There are a number of reasons that Barack Obama won the Presidency yesterday, receiving more votes than any candidate in history. Most of them are fairly obvious.
- George W. Bush was a really bad president. Certainly, John McCain suffered from his party and policy affiliations with the current President, just as the majority of people suffered under his administration–unless, of course, you were in the top 1% of income earners, worked for or invested in Big Oil, or were on the Board at Halliburton or Blackwater.
- John McCain was a lousy campaigner. McCain’s best moments of the entire election cycle were his QVC skit on Saturday Night Live, his Monday Night Football Interview with Chris Berman, and his concession speech. His best debate line, “Senator Obama, I am not President Bush. If you wanted to run against President Bush, you should have run four years ago,” would have hit harder than a wet sponge if he hadn’t spent the last six months trying to maintain his Party’s base by highlighting his belief in Bush policies.
- Barack Obama really connected with the people. He was a great speaker. He had a clear message which he delivered with charisma, focus, and detail. It worked.
- The Republicans failed to scare the electorate as they did in 2004. They were unable to generate a polarizing social issue such as ”gay marriage” which carried Ohio for Bush in 2004. In fact, due to the economic collapse, more Americans were frightened of losing their jobs and homes than they were by lame Republican attempts to portray Obama as a socialist, Muslim, terrorist, or–holy cow–a liberal.
- Religion, a huge component of Bush’s 2000 victory, became less of an issue. After eight years of Bush-Cheney international and economic disaster, maybe the good Christian voters began to realize that God wasn’t actually a Republican diety.

• DATA SEGMENT
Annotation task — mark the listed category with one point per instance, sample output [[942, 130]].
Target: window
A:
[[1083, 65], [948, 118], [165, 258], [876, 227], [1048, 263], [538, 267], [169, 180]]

• SHORT PROBLEM A
According to the post on Obama's election win, which social issue carried Ohio for Bush in 2004?
• SHORT PROBLEM B
In the post on Obama's election win, substitute "Enron" for "Halliburton" and write out the passage from "- George W." to "Halliburton or Blackwater.".
• SHORT PROBLEM C
Continue the post on why Obama won the presidency from the point where it stops.

• EXERCISE OUTPUT A
Gay marriage.

• EXERCISE OUTPUT B
- George W. Bush was a really bad president. Certainly, John McCain suffered from his party and policy affiliations with the current President, just as the majority of people suffered under his administration–unless, of course, you were in the top 1% of income earners, worked for or invested in Big Oil, or were on the Board at Enron or Blackwater.

• EXERCISE OUTPUT C
- Obama ran a clean campaign, and after two elections of Bush-Rove tactics, it appears that a more positive message resonated with voters. As CBS News reported: ”Nearly every TV ad McCain ran last week was negative, compared to just 34 percent of those by Obama, according to an analysis by the Wisconsin Advertising Project released on Wednesday. “
- When a candidate moves from who-they-really-are to who-they-think-they-need-to-be-to-get-elected, they lose. Reagan was an ultra-conservative. Bill Clinton was a centrist. George W Bush was a God-fearing jughead. Obama is a liberal (Apparently, not such a bad thing these days). The 2000 John McCain didn’t court the Religious Right, employed an independent, critical thought process, and wouldn’t have stood for the type of negative campaigning that Bush-Rove used to sink McCain’s 2000 bid. That all changed in 2008, and the results speak for themselves.
Other Election Highlights:
- Last night, the Fox News Channel crew looked and acted like a bunch of six year-olds who raced down the stairs only to find coal in their stockings. Boo hoo. Waaaaaaaaw.
- Ben Affleck’s Keith Olbermann skit on SNL (perhaps the best episode of SNL since the glory days of the Belushi era).
- The Hangover finally voted for a Presidential Candidate who won. (It’s the first time since 1980, and that was a mistake. Hey, I was a binge-drinking teenager at the time.)
- The Hangover is still trying to remove John Edwards’ populist hook from his mouth, firmly planted during the primary season. Only a true douche bag could have campaigned “for-the-people” while knowing that an affair with the biggest coke slut of the 1980′s was waiting to come tumbling out of the closet. What if his message (which was a good one) had caught on?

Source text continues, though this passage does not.